What needs to be done:
Copy every line of the data, beginning at the line that contains "[mark] the tree canopy" and stopping after the last line of the data. Scale each answer coordinate by 0.6 and round it to a whole number with halves going up, leaving all other numbers unchanged.

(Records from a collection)

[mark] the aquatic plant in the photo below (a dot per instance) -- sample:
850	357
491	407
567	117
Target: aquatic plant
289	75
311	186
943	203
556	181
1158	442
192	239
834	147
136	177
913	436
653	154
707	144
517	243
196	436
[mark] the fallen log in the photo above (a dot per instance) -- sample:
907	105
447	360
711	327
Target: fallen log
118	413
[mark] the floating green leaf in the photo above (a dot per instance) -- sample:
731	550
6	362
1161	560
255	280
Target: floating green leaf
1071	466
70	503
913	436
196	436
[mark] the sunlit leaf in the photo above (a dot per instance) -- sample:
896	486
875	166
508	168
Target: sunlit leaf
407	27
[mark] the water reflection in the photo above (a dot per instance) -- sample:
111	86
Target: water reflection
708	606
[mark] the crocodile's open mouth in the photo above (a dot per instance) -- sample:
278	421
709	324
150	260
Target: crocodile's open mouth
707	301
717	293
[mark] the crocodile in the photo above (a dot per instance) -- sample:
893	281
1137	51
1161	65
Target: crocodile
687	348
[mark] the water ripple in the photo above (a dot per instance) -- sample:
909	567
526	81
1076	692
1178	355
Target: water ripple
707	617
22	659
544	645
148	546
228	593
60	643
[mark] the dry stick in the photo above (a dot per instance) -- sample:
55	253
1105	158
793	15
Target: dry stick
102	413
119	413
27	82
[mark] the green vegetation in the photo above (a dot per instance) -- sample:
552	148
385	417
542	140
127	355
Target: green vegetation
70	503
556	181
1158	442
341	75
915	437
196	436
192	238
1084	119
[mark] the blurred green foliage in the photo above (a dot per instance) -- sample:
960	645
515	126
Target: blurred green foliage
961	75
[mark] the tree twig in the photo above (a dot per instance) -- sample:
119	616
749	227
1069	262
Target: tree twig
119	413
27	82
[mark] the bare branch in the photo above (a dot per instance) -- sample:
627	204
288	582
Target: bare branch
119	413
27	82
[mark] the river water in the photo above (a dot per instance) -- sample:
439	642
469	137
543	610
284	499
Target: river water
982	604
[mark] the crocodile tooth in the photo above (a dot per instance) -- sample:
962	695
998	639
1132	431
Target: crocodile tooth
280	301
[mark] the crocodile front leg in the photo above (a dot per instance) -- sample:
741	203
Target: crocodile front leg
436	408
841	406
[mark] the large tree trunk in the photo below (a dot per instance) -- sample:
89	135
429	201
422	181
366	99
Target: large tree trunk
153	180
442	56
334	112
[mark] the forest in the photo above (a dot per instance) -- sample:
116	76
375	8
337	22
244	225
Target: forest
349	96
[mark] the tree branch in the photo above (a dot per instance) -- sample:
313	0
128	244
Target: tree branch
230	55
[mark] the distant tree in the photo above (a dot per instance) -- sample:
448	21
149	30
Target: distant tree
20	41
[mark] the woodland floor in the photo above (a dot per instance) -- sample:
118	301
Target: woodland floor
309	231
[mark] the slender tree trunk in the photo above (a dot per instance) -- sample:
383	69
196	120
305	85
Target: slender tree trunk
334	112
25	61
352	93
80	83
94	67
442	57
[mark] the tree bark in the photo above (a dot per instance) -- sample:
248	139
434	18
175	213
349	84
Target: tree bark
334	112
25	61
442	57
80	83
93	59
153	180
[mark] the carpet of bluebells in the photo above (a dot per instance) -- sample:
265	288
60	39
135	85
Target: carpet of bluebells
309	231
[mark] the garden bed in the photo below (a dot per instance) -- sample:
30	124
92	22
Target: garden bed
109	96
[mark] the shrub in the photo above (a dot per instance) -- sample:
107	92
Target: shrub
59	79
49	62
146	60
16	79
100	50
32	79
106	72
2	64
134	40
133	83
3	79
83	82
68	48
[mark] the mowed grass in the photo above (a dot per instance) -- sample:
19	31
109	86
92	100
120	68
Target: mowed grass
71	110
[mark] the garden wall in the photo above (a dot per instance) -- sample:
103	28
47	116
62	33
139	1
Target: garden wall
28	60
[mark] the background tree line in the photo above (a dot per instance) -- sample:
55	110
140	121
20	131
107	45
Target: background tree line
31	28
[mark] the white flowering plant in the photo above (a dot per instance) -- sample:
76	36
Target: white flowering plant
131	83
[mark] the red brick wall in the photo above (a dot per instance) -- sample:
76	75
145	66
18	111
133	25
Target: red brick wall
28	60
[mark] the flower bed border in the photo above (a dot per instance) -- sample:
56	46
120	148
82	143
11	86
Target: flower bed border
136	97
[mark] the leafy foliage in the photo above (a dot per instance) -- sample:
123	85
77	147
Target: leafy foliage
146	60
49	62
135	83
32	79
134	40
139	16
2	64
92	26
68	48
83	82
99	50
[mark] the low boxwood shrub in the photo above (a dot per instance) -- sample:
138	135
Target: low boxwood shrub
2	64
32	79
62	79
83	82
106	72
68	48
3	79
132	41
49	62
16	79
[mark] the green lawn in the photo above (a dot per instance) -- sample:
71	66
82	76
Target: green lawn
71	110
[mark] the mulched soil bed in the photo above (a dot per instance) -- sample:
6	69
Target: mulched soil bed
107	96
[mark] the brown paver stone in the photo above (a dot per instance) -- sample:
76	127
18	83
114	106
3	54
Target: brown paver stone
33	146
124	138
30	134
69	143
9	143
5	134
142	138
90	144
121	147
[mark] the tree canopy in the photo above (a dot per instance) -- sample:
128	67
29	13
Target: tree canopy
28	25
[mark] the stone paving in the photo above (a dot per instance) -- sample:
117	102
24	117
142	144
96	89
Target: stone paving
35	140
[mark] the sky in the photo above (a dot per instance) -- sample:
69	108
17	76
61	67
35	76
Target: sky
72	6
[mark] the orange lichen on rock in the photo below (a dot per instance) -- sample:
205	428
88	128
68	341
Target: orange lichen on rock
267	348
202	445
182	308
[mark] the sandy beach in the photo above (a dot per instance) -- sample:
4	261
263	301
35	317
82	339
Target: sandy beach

Written solution:
[mark] the tree canopy in the photo above (a dot per instance) -- sample:
128	67
29	13
Target: tree canopy
17	15
[mark] the stone paving in the photo above (a dot per instance) -- sample:
117	102
24	117
142	144
96	89
Target: stone paving
21	84
[mark] the sky in the photo above (a dot per instance) -- sample:
69	108
17	76
61	67
35	76
Target: sky
43	4
[mark] the orange lichen on rock in the photo below (a dot per instance) -- sample:
205	428
88	128
68	341
Target: orange lichen on rock
160	209
121	267
109	185
[mark] the sandy beach in the photo above (a dot per instance) -- sample:
4	261
263	301
35	317
82	339
Target: sandy beach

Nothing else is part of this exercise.